**WHAT IS BEING ASKED:** Write out, word for word, the stretch of the passage on mill settings and phenolic loss starting at "Oxygen exposure during" and ending at "fraction (Clodoveo, 2012).".

**PASSAGE TO READ:**
Oxygen exposure during malaxation is the third factor. Oxygen drives oxidative loss of phenolics during mixing. Nitrogen-blanketed or closed malaxers reduce that loss substantially, at the cost of equipment that's more expensive to buy and more finicky to run.
The extraction system itself is the fourth. Two-phase centrifugal systems, which don't add water at the separation stage, keep a higher fraction of the water-soluble phenolics in the oil. Three-phase systems use added water to ease separation, and that added water carries measurable quantities of polyphenol out with the vegetation water fraction (Clodoveo, 2012).
All four of these variables, in a conventional mill setup, pull the same direction, toward yield. The opposite direction from what phenolic retention needs. Run the mill the industrial way and yield rises by 10 to 20 percent. You also lose 30 to 50 percent of the fruit's phenolic content before the oil ever touches glass. Which is why high-phenolic production is structurally small-batch. It isn't a marketing choice. It's an economic one.

**EXERCISE DATA:**

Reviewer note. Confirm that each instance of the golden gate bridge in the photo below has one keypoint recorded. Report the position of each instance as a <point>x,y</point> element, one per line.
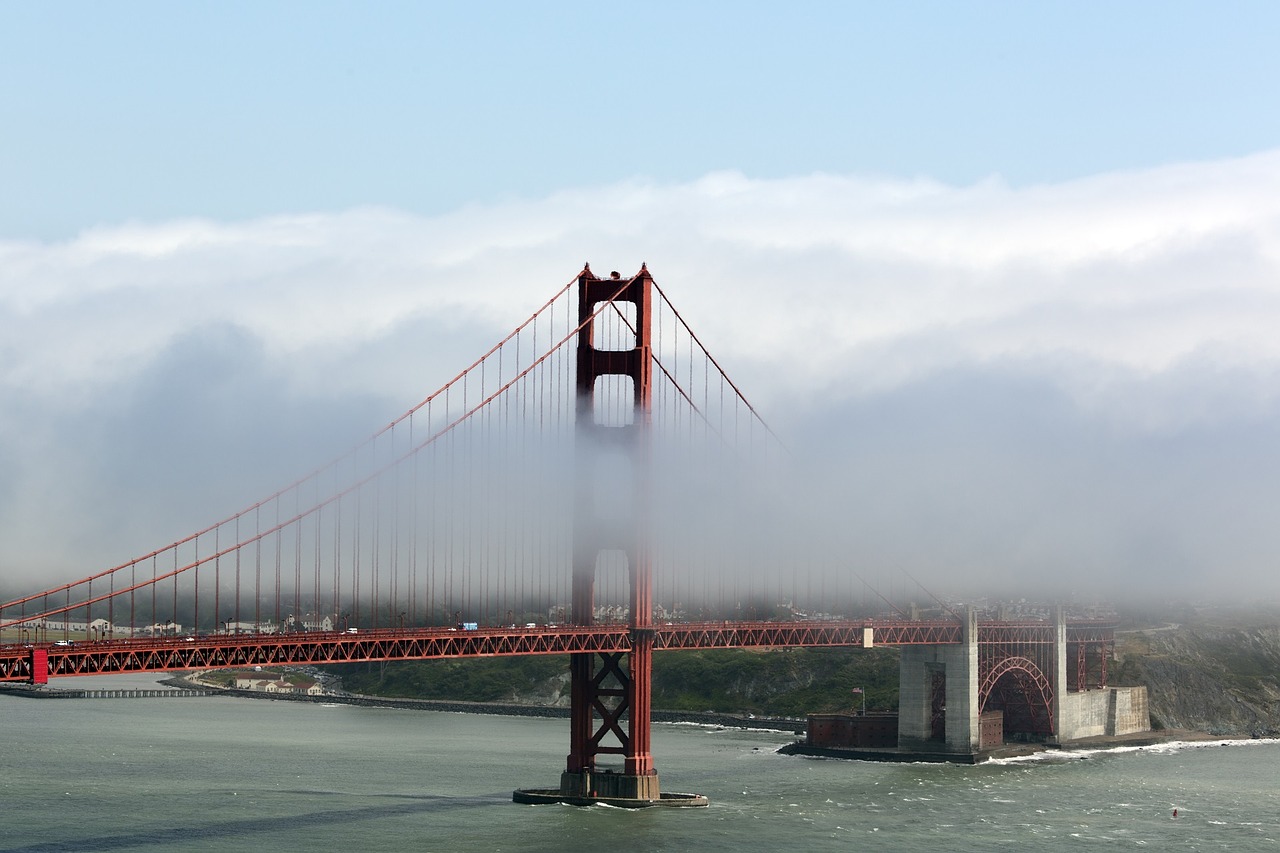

**ANSWER BOX:**
Oxygen exposure during malaxation is the third factor. Oxygen drives oxidative loss of phenolics during mixing. Nitrogen-blanketed or closed malaxers reduce that loss substantially, at the cost of equipment that's more expensive to buy and more finicky to run.
The extraction system itself is the fourth. Two-phase centrifugal systems, which don't add water at the separation stage, keep a higher fraction of the water-soluble phenolics in the oil. Three-phase systems use added water to ease separation, and that added water carries measurable quantities of polyphenol out with the vegetation water fraction (Clodoveo, 2012).